** Opening Task inputs block **

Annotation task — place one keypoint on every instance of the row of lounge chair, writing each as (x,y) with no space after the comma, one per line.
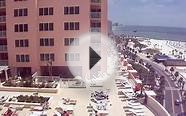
(126,94)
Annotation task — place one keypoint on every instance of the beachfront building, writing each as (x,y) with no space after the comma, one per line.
(38,33)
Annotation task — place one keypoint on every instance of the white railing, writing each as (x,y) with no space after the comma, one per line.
(2,33)
(2,4)
(2,18)
(3,47)
(95,15)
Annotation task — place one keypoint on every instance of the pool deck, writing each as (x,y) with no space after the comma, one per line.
(82,95)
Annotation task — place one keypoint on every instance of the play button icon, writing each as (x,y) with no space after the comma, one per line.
(93,57)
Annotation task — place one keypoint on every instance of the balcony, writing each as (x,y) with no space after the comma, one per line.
(95,29)
(3,48)
(95,1)
(95,15)
(2,34)
(2,3)
(3,62)
(2,18)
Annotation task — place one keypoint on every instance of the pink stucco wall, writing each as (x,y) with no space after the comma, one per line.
(33,19)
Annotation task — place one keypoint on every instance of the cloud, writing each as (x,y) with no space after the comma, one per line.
(148,12)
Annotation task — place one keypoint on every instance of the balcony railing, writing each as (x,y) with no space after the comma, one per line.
(2,18)
(3,62)
(95,29)
(2,4)
(3,47)
(95,15)
(95,1)
(2,33)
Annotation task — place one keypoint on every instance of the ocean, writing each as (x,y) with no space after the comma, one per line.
(153,32)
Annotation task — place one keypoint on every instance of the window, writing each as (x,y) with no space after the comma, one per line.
(95,23)
(21,43)
(46,41)
(71,26)
(21,28)
(46,26)
(47,57)
(20,12)
(22,58)
(72,56)
(46,11)
(71,10)
(71,41)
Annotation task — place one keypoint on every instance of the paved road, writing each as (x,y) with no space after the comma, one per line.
(171,92)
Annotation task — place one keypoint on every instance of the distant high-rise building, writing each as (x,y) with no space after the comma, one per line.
(36,34)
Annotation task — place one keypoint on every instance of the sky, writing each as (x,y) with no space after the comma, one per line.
(171,13)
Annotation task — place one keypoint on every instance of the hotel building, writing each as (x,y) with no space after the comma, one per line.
(36,34)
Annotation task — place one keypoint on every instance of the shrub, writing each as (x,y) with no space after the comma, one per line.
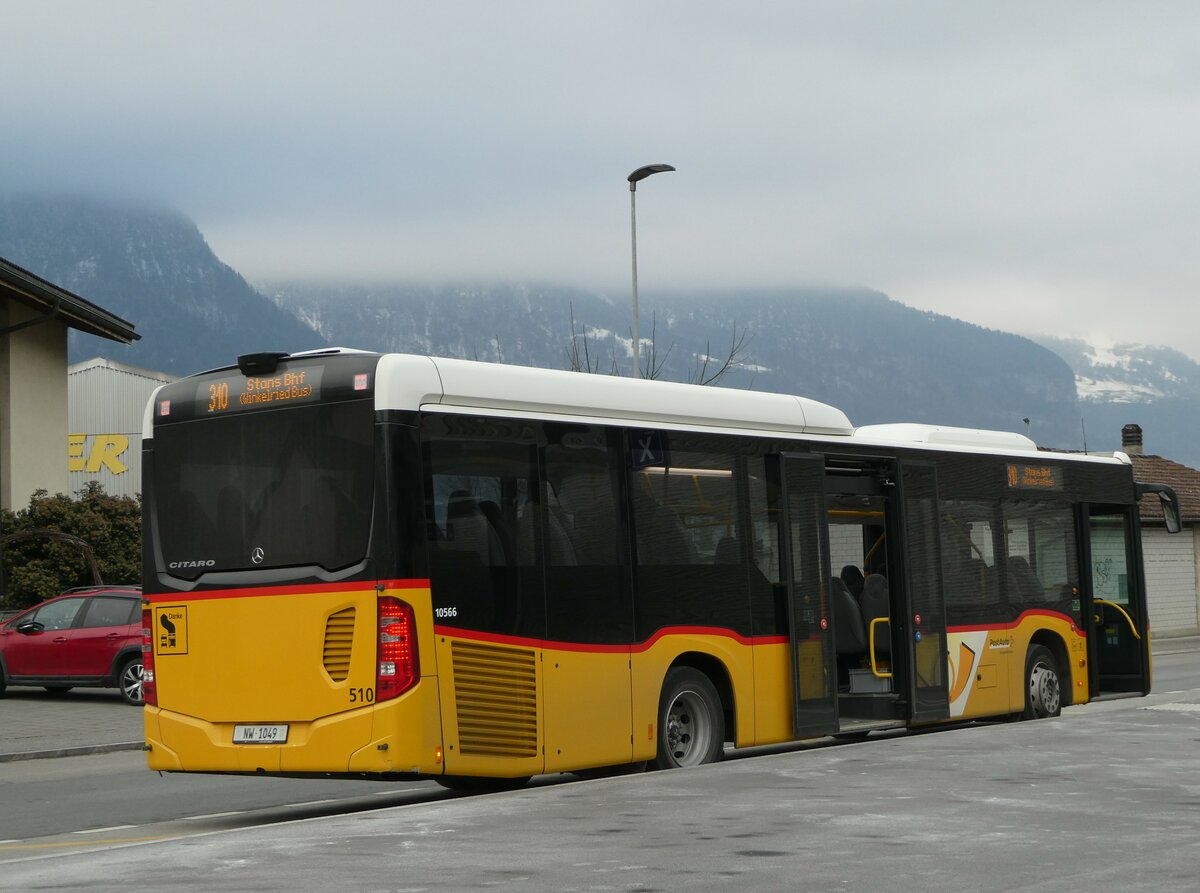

** Closing Task inputs block **

**Your objective:** Only an exact copy of the entries, with no pictures, is expected as the answer.

**Answer space:**
Annotation task — place one keypoint on every instance of the row of lounge chair, writing each as (x,y) with no space after the comma, one per line.
(126,94)
Annotation task — place one keypoint on every instance of the beachfront building, writing each as (x,y) with no space after the comma, one per line.
(38,33)
Annotation task — place one keypoint on every instance of the white railing, writing each as (x,y) with no space after the comma, one per line.
(2,33)
(2,4)
(2,18)
(3,47)
(95,15)
Annotation task — place one keypoint on every instance of the pool deck, writing each as (x,y) with no space after the comma, one per line.
(82,95)
Annotation task — place one keypoint on every instance of the play button icon, writing each as (x,y) with no space after the comma, one per line.
(93,57)
Annotation task — place one keypoint on every instance of the balcony, writing each as (x,y) with no space after the comma, one per line.
(95,29)
(3,48)
(95,1)
(95,15)
(2,34)
(2,3)
(3,62)
(2,18)
Annotation task — place one keypoint on every instance of the pink stucco wall, writing each as (x,y) with no space after the comma, one per line.
(33,19)
Annotation task — place one keypoint on every instance of the cloud, writing each as (x,y) with no space after the comma, one per line.
(148,12)
Annotation task — place one keypoint on every instance of the balcony railing, writing each as (x,y) with no space after the comma, one per line.
(2,18)
(3,62)
(95,29)
(2,4)
(3,47)
(95,15)
(95,1)
(2,33)
Annotation task — place one keypoint on every instance of the ocean, writing each as (x,y) with no space after the comma, one per line.
(153,32)
Annotation task — place one keypoint on every instance of the window, writing each as (x,y) with no space after the comma, one per line.
(95,23)
(21,43)
(46,41)
(71,26)
(21,28)
(46,26)
(47,57)
(20,12)
(22,58)
(72,56)
(46,11)
(71,10)
(71,41)
Annotation task — place one keypoint on every instance of the paved road, writing each as (x,y) with no space after the comma, one per line.
(171,92)
Annotation task — place one keypoint on every instance of the distant high-rise building, writing each as (x,y) with no space after the comma, one per line.
(36,34)
Annotation task — place one keypoint on every instance of the sky, writing each as (x,y) with no space after the comma, one per line.
(171,13)
Annotation task — place one keypoint on every instance of the hotel building, writing each as (x,y) with no space after the comma, one per line.
(36,34)
Annotation task — place one keypoint on every instance of the shrub, writing each as (x,y) with no space after the comma, one per line.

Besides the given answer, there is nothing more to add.